===== Provided records

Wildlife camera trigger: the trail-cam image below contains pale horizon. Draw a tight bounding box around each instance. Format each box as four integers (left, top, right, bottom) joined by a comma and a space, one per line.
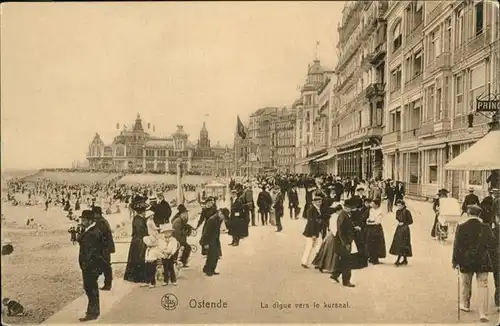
1, 1, 343, 170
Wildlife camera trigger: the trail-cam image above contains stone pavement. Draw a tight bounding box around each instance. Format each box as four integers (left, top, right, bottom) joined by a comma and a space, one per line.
48, 197, 499, 324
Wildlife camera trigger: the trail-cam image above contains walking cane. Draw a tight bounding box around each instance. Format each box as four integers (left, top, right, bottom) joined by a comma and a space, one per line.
457, 267, 461, 322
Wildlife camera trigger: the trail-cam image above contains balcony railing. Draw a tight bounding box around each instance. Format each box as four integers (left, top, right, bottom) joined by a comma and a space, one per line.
383, 131, 401, 143
426, 3, 444, 26
402, 129, 418, 141
366, 83, 386, 99
467, 28, 491, 56
405, 23, 423, 50
435, 52, 451, 70
370, 41, 387, 65
433, 119, 451, 133
418, 122, 434, 137
367, 126, 383, 138
404, 73, 423, 92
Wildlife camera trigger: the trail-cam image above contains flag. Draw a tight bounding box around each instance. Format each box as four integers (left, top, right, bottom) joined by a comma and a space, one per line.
116, 123, 119, 130
316, 41, 320, 46
148, 122, 151, 129
236, 116, 246, 139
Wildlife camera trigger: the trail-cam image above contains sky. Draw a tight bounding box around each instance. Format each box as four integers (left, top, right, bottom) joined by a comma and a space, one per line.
1, 1, 344, 170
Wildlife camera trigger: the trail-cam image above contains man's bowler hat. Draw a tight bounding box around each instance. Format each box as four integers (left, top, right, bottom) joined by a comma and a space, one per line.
81, 210, 95, 220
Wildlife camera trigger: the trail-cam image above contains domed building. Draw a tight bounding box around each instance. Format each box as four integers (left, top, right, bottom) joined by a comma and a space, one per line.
86, 114, 233, 175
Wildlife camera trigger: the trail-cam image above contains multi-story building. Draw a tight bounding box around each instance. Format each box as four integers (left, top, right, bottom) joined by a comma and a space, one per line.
295, 59, 335, 173
86, 114, 233, 175
332, 1, 387, 180
383, 0, 498, 200
382, 0, 424, 189
272, 106, 296, 173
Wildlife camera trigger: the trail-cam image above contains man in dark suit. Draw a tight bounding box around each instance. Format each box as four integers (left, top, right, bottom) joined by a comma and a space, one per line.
257, 185, 273, 225
480, 188, 496, 226
330, 199, 360, 287
172, 204, 192, 267
301, 195, 323, 268
77, 210, 104, 322
92, 206, 115, 291
200, 208, 229, 276
287, 185, 300, 219
452, 205, 497, 322
273, 186, 284, 232
196, 197, 217, 233
462, 188, 480, 215
154, 192, 172, 225
385, 180, 395, 213
244, 183, 256, 226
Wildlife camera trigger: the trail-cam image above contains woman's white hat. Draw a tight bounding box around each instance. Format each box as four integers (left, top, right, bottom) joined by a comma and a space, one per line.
160, 224, 174, 233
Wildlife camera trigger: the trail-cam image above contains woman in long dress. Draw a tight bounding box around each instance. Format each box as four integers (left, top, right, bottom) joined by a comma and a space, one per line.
389, 199, 413, 266
365, 199, 386, 264
312, 204, 343, 272
124, 196, 150, 283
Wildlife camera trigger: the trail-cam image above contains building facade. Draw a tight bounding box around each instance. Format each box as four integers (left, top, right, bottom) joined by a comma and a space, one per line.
295, 59, 335, 173
383, 0, 498, 200
332, 1, 387, 180
86, 114, 234, 175
272, 107, 297, 173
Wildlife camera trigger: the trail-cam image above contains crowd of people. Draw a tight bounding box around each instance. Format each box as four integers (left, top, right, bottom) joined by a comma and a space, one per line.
226, 173, 499, 323
3, 170, 499, 323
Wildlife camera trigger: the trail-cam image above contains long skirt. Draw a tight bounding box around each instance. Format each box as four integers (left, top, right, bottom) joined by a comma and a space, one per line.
389, 225, 413, 257
365, 224, 386, 259
124, 238, 148, 283
312, 233, 336, 271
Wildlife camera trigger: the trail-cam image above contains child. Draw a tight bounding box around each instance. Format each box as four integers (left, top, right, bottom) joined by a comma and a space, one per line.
142, 234, 164, 288
160, 225, 179, 286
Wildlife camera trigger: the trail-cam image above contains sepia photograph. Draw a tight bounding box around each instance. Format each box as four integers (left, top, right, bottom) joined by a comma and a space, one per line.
1, 0, 500, 324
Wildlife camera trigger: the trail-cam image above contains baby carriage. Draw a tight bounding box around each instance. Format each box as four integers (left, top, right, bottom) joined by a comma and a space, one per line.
435, 197, 462, 243
183, 224, 197, 237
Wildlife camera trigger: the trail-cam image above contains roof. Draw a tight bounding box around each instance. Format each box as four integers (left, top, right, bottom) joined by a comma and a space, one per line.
250, 107, 279, 117
144, 139, 173, 148
308, 59, 324, 75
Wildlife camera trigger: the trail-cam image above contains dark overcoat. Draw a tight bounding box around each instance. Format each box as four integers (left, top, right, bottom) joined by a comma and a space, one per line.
229, 192, 249, 238
124, 214, 148, 283
200, 214, 222, 258
452, 218, 498, 273
78, 225, 104, 273
303, 205, 322, 238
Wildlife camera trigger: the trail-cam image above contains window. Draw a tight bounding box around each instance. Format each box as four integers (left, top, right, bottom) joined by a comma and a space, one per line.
428, 149, 438, 183
427, 86, 435, 121
456, 8, 464, 47
405, 57, 412, 82
358, 111, 362, 129
390, 108, 401, 132
445, 18, 452, 52
393, 21, 402, 51
475, 1, 484, 36
414, 51, 422, 76
469, 171, 483, 186
455, 74, 464, 115
436, 88, 442, 120
391, 65, 402, 91
405, 4, 413, 36
469, 66, 485, 113
414, 1, 423, 26
115, 146, 125, 157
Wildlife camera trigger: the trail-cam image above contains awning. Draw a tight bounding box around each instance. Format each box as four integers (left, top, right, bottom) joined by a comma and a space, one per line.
445, 130, 500, 171
302, 153, 328, 164
315, 151, 337, 162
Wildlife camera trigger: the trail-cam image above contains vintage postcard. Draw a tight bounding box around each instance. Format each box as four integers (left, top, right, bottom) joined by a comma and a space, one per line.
1, 1, 500, 325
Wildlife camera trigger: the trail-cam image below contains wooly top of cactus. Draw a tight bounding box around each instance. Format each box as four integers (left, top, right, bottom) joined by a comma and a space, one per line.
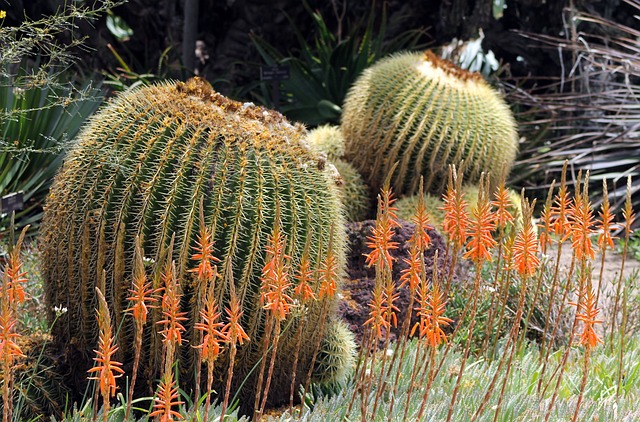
341, 50, 519, 197
307, 124, 346, 159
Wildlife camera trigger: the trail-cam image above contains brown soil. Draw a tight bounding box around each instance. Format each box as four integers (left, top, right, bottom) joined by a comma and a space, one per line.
337, 219, 455, 346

==========

Exercise prompt -
Please transcribe, word for word, every line from the one containing "above contains awning." through the last line of the records, both included, and leave the pictures out.

Completed task -
Wildlife camera trigger: the trail-cam image above contains awning. Draw a tight bounding box around each instance. Format each box as four integers (left, top, right, bottom) joined by a comma and a space, one per line.
445, 130, 500, 171
302, 153, 328, 164
315, 151, 337, 162
Wildlife camera trigger: the trail-cam image above contains vintage postcard. Draw a tight bounding box around each instance. Format each box as four integers (left, top, right, bottom) joined by a comma and a space, one per line.
1, 1, 500, 325
Wildlife camera trigger: the trail-cam image below contains wooly top of cactus. Draw a tight bounding box around each instance. Format each box as four integers (left, top, right, bottom) joined by a comma and a space, one per line.
341, 50, 519, 197
307, 124, 346, 159
Wildlife camera trigger: the trail-cam image above contains brown soil. Draw a tight bounding box around each instance. Format each box as four integers (left, top, right, bottom) joined by a comma and a space, one per line.
337, 219, 455, 346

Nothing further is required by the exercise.